> **DATASET RECORDS**

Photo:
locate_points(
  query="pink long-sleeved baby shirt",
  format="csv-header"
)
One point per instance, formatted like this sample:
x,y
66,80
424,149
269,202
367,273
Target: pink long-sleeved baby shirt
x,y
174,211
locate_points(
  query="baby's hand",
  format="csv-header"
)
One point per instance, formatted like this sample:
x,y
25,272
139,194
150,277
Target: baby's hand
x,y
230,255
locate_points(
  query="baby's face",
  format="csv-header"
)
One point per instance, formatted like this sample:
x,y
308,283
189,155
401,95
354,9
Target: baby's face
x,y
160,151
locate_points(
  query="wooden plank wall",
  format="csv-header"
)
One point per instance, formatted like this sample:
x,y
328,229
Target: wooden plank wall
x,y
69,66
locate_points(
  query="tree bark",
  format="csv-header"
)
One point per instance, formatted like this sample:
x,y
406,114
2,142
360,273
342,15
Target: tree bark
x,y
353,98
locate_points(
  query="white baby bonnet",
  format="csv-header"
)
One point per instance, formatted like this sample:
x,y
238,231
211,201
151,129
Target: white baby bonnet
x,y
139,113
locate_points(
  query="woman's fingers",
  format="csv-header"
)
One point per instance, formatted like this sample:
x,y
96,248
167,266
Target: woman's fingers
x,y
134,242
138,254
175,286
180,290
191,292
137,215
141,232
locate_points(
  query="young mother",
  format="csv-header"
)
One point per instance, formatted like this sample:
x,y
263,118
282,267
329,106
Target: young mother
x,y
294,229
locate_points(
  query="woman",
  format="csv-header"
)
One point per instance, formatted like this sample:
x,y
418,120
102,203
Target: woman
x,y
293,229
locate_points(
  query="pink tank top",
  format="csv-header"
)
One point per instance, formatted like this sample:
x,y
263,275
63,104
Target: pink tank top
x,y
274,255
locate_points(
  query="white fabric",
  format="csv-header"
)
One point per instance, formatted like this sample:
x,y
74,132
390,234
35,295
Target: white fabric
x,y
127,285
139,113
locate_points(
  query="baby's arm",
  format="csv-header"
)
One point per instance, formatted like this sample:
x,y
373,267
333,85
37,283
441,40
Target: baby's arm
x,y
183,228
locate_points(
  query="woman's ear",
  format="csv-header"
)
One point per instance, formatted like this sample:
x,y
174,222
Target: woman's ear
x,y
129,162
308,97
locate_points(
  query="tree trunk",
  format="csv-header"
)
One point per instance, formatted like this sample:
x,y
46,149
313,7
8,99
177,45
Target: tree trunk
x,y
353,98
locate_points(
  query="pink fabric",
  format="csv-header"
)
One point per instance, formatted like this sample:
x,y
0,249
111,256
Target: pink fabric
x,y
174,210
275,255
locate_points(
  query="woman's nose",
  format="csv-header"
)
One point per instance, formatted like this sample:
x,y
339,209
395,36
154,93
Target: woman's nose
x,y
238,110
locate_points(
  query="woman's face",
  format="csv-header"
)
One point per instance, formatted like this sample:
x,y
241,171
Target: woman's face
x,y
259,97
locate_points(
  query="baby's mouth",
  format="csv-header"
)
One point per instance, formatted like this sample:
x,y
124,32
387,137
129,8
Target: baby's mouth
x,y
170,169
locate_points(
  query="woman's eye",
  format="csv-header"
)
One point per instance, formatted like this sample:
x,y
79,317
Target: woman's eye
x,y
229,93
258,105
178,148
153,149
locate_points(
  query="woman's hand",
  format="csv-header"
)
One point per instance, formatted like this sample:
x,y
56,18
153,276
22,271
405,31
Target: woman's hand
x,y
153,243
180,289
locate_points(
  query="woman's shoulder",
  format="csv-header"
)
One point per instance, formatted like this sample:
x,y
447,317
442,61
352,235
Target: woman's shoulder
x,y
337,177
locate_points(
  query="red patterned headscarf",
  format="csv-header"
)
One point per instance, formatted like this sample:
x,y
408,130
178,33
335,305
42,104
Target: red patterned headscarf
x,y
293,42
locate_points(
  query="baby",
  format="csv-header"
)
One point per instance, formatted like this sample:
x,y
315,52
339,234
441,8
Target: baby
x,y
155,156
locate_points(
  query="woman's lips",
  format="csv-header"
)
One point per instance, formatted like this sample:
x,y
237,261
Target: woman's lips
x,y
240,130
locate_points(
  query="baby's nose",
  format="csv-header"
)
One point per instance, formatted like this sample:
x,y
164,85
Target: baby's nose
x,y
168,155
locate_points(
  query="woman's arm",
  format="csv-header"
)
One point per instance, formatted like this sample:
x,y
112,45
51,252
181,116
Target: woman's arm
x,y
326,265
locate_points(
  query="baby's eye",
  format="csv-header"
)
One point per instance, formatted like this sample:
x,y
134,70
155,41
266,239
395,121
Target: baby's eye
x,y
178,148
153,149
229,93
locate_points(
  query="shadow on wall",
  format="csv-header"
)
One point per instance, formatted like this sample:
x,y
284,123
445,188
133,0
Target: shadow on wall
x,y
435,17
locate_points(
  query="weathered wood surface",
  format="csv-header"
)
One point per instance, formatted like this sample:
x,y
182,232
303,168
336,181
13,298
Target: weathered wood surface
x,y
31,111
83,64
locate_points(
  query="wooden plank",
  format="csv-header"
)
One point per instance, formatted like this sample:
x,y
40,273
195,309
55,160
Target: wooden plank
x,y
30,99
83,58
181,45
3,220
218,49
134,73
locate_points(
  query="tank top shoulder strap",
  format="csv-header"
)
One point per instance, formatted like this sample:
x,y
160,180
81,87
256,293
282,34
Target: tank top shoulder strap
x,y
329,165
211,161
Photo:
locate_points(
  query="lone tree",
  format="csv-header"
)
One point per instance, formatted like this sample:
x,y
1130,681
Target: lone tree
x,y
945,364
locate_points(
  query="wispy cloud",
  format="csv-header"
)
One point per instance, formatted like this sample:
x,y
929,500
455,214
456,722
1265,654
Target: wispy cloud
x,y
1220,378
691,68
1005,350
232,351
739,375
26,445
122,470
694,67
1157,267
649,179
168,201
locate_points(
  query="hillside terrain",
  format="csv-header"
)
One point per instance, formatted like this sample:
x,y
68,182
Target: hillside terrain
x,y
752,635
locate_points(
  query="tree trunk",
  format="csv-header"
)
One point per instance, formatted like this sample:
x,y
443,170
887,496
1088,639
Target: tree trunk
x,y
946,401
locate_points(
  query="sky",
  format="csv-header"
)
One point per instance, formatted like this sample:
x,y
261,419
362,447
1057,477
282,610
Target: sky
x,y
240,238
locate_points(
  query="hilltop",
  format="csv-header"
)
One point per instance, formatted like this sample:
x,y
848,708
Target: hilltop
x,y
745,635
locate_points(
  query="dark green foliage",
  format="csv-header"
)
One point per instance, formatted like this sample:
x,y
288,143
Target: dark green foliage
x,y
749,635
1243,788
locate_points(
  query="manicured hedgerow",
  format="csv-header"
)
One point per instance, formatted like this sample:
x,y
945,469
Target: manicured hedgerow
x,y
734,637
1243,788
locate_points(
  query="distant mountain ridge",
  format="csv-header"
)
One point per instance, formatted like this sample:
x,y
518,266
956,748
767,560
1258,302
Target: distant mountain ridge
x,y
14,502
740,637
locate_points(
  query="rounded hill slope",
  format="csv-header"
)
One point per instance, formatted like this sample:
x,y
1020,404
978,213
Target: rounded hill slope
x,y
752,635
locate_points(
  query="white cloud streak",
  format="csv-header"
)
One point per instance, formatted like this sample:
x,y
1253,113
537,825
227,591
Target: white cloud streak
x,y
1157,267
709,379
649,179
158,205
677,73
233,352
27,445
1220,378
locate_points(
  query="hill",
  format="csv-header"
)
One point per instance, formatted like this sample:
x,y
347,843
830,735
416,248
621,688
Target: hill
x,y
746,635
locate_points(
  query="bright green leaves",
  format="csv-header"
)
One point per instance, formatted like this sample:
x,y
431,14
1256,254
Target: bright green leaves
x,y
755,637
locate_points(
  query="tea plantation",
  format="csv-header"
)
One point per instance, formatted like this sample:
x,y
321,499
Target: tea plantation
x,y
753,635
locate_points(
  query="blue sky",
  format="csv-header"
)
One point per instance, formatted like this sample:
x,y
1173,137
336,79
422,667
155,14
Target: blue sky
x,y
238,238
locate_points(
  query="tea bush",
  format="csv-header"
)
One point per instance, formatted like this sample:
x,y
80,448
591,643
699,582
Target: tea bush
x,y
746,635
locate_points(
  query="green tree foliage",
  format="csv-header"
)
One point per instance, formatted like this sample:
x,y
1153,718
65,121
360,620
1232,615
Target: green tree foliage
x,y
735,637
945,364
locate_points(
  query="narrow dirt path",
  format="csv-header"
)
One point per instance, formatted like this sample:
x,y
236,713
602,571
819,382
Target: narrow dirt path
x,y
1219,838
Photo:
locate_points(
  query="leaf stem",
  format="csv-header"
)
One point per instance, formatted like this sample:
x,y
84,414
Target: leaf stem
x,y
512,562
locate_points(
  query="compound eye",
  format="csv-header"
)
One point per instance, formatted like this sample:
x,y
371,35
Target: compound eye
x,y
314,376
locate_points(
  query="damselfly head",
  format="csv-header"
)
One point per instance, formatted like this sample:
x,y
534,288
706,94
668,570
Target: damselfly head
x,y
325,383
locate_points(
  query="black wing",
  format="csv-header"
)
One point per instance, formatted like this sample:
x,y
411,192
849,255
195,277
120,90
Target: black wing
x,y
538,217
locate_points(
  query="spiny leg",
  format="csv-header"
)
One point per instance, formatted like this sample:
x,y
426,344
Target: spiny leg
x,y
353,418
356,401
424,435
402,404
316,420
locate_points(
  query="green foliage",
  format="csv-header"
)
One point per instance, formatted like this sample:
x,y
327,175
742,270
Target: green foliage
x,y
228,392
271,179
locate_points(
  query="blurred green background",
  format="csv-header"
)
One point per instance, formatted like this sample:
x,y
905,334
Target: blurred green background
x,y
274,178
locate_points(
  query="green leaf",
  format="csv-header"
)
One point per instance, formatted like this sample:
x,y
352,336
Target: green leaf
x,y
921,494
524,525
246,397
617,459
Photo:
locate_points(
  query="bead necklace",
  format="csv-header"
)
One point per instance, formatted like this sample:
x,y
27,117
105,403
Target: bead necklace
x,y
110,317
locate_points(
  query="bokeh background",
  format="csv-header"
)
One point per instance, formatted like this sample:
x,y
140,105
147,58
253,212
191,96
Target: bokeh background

> **TASK REQUIREMENTS**
Pick out and copy every line above that contains the string "tree". Matching is case-sensitive.

> **EXERCISE OUTPUT**
  query="tree bark",
Target: tree bark
  query="tree trunk",
Target: tree trunk
  query="lone tree",
Target: lone tree
  query="tree trunk",
Target: tree trunk
  query="green tree foliage",
Target: green tree foliage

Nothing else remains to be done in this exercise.